What you have to do: Your task is to return the span of lines beginning at the one with "tile trim in" and ending at the last line of the data, exactly as it stands.

Data listing:
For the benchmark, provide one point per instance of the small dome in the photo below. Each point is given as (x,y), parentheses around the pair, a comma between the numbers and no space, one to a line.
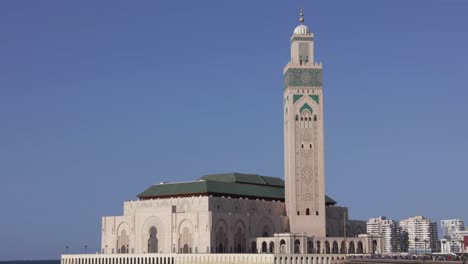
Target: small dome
(301,30)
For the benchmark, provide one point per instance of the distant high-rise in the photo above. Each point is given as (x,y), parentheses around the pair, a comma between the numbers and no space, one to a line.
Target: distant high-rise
(422,234)
(389,229)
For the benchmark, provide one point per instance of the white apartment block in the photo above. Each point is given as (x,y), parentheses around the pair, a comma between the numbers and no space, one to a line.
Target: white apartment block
(422,234)
(387,228)
(452,230)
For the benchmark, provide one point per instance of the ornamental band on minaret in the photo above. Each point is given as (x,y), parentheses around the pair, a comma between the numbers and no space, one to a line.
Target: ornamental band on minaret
(246,213)
(303,136)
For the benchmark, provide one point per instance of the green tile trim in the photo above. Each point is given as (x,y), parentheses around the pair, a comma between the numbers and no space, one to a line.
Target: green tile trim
(315,98)
(235,184)
(302,77)
(306,106)
(296,97)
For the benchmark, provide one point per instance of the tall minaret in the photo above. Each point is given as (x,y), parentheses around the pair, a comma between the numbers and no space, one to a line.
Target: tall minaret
(303,136)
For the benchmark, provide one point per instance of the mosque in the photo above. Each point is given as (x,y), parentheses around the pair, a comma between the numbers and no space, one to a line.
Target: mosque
(249,213)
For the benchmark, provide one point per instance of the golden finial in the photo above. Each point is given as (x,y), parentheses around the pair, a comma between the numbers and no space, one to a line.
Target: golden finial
(301,18)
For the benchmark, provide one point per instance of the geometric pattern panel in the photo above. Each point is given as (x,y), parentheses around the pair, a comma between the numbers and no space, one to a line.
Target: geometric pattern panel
(302,77)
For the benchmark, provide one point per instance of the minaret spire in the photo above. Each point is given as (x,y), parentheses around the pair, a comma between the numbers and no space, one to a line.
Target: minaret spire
(301,16)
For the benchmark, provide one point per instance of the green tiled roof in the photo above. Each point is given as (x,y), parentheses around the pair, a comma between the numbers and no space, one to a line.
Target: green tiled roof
(227,184)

Exercise solution:
For the benchmark, provide one point per instance of the green tile trim in the photo above. Each point is given as (x,y), parentheses around the pair, a comma between the numbers and no space, one to a line.
Target: green tile trim
(315,98)
(235,184)
(302,77)
(306,106)
(296,97)
For the benchmark, provide one point per instance of the tall minaret in the photo above. Each point is given as (x,y), parentheses around the pair, a comma between the numbers and no space, one to a line.
Target: tall minaret
(303,136)
For the benchmark, provide one point per instance of the mosque in the photo above. Each point is given as (x,y), parentheses around the pair, a comma between the numbers and no space, one to a line.
Target: mosque
(249,213)
For the benchmark, provide one point per instance of the golden finial in the photo above. Each point is given as (x,y), parentheses around the pair, a comma between the numbers and no space, one to a line.
Target: golden finial
(301,18)
For the benchmark, provide one point per instance of the geometric pattern panel in the photo above. Each point is given as (x,y), parentheses around the pair, a comma between the numbers and no space, one to a line.
Target: geometric pattern panel
(302,77)
For the benchmark, provide one point per instance of the minaret spire in the photo above. Each point is given as (x,y), parentheses around the pair, a comma between the numbers and no space, one to a line.
Target: minaret spire
(301,16)
For the benchmark, provide one point per instance of the green tiled roof in the photo above. Each point is given as (x,y), parentheses around the pair, a comma between the numbers and no space, one to a line.
Target: green tiled roof
(227,184)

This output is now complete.